# TASK 1
In the blog posts, at what time will the writer turn 42?
# TASK 2
Pick up the blog posts at the point where they end and continue writing them.

# TEXT PROVIDED
Nope, it just hadn’t really occurred to me that next year will be 25 years since I graduated from high school.  A quarter of a century.  Yuck.  And just where did that time go?

I’d be stunned, but I’m too old and tired to be stunned.  Pardon me while I go take a nap now.

Posted in a family thing, getting older sucks, my so-called life, west tennessee | 2 Comments »

Balancing Act

Posted by Lynnster on March 29, 2008

I figure if you’re going to have what is quite possibly the, but definitely one of the top ten, worst days of your life, trying to balance that out with a minute and a half or so of an absolutely adorable, not born very long (about two months) baby is not a bad idea.

But the other reason is because my mom has trouble sometimes seeing YouTubes, and doesn’t have a MySpace, so this way she can look at her too (we were just discussing said child a little while ago).

This is one of my oldest and dearest friend’s (since HS, and we were roommates in college) sorta newborn, third child and third daughter. Her eldest (now 19) is sorta like a godchild to me (except I’d be a terrible godmother), and there’s about ten years’ difference between all three girls.

My friend is a year younger than me, but already a grandmother, and I think that’s hilarious, though I’ve been pretty good about not giggling about it TOO much. (Plus I might as well get over it anyway, ‘cos pretty soon that’s not gonna be funny anymore anyhow. Most of my friends’ kids are entering college this year or next, some already there. Ugh.)

Anyway, I’m not quite ready to talk about anything else just yet tonight (but I will), so here’s an adorably cute baby.

Posted in blah, friends are good, getting older sucks, my so-called life, video other | 2 Comments »

As My Grandfather Used to Say, It’s Better Than the Alternative

Posted by Lynnster on March 14, 2008

Oops, I forgot to blog this week, huh?  Wow, sorry.  This week has just been crazy busy.

So even though it has not moved from my driveway since Wednesday, sometime within the last 48 hours the windshield of my not-even-a-year-old-yet car developed a crack.  It’s at the bottom of the windshield (well, mostly) and not all THAT bad, I suppose, but come on, this is a practically new car that doesn’t even have 10K miles on it yet - and it hasn’t been out of my driveway since Wednesday!  I know we had a bad storm last night, but I discerned no hail, and I don’t see any evidence around of why this would have happened, so yeah, I’m not happy right now.  Happy Birthday to me.

Yeah, I don’t usually make a fuss about or even remotely announce such things, but since LiveJournal already ratted me out to Smiley and I guess everyone else on my LJ list, I figured I would go ahead and acknowledge it so I could gripe some more.  Right now I’m enjoying my last seven-ish hours of being able to say I’m 41.  Because 42 just sounds… older.

(Apologies to ‘Coma who is a little flipped out about 42 right now… hee.)

(PS When someone posted on Twitter last week about Gilligan’s Island’s Mary Ann, Dawn Wells, getting busted for weed, I really thought it was a joke and didn’t pay any more attention to it.  Well, I’ll be.)

(PPS Technically I won’t be 42 until 2:24 a.m. so really that’s nine-ish hours of being able to say I’m 41.  Hey look, I’ll take what I can get, even if it’s only two more hours of being younger.)

Posted in blah, blogfolks, blogstuff, celebrity fruitcakes, friends are good, getting older sucks, happy birthday | No Comments »

# RECORDS SUPPLIED
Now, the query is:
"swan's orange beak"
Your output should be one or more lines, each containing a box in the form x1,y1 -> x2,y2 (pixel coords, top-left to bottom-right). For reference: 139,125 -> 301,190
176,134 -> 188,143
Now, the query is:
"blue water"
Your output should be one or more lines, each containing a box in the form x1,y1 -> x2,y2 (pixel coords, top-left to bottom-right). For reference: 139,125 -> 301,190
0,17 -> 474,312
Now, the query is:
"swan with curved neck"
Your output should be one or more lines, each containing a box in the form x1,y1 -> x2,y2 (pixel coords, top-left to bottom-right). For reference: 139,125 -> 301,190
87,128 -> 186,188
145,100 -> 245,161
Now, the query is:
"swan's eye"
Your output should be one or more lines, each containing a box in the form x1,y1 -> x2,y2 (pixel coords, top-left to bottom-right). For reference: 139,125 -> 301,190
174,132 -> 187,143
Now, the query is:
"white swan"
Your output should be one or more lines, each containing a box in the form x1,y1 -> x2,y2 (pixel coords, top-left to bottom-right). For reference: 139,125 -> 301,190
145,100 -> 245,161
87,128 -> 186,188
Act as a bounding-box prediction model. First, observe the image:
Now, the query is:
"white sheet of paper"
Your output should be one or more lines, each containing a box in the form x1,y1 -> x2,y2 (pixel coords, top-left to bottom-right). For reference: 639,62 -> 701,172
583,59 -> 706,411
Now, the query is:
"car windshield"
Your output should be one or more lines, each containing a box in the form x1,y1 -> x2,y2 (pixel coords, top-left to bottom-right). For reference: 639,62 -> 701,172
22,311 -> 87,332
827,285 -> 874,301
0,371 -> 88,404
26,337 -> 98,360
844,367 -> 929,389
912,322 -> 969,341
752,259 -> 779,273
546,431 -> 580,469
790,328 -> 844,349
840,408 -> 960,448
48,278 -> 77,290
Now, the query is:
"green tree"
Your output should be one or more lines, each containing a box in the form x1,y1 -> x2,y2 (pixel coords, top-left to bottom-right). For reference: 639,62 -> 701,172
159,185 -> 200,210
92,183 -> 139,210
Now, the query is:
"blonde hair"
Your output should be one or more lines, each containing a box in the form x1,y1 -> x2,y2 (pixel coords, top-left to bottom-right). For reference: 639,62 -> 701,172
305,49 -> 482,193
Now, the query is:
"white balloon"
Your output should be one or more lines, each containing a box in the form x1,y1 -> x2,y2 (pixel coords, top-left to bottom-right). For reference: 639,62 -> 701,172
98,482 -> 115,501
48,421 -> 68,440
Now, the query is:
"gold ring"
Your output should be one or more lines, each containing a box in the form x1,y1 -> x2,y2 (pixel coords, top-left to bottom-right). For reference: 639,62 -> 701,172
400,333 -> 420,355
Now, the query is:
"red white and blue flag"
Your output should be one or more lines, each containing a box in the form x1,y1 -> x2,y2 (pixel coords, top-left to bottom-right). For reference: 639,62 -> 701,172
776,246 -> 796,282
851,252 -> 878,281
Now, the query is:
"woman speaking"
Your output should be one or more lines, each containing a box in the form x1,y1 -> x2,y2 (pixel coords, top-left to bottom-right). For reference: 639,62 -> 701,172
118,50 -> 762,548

# EXERCISE ANSWER 1
2:24 a.m.

# EXERCISE ANSWER 2
A Small Town Tradition & A Lack Of Time

Posted by Lynnster on February 27, 2007

One thing I usually do every morning, since I have extended family all over Northwest Tennessee - not to mention all the friends and their families back in my two hometowns up yonder - is check The Jackson Sun’s obituaries, because you never know when something might have happened like that that you really probably do need to know about. Now that I’ve gotten to “that age” where things like that seem to happen more and more - no longer just people’s grandparents passing away like it once often was, but their parents, siblings, sometimes themselves - I try to stay on top of it all, and have ties to several counties up there to check up on. A couple of my friends are good about calling when it’s somebody or their parent or whatever that we know really well, but a lot of times someone’s mom or dad will have passed away or something that they won’t think to let me know about, and I’d like to send a card or whatever - that kind of thing - so I just try to make sure to check the Sun as well as my hometown paper’s websites daily (or weekly in the one case).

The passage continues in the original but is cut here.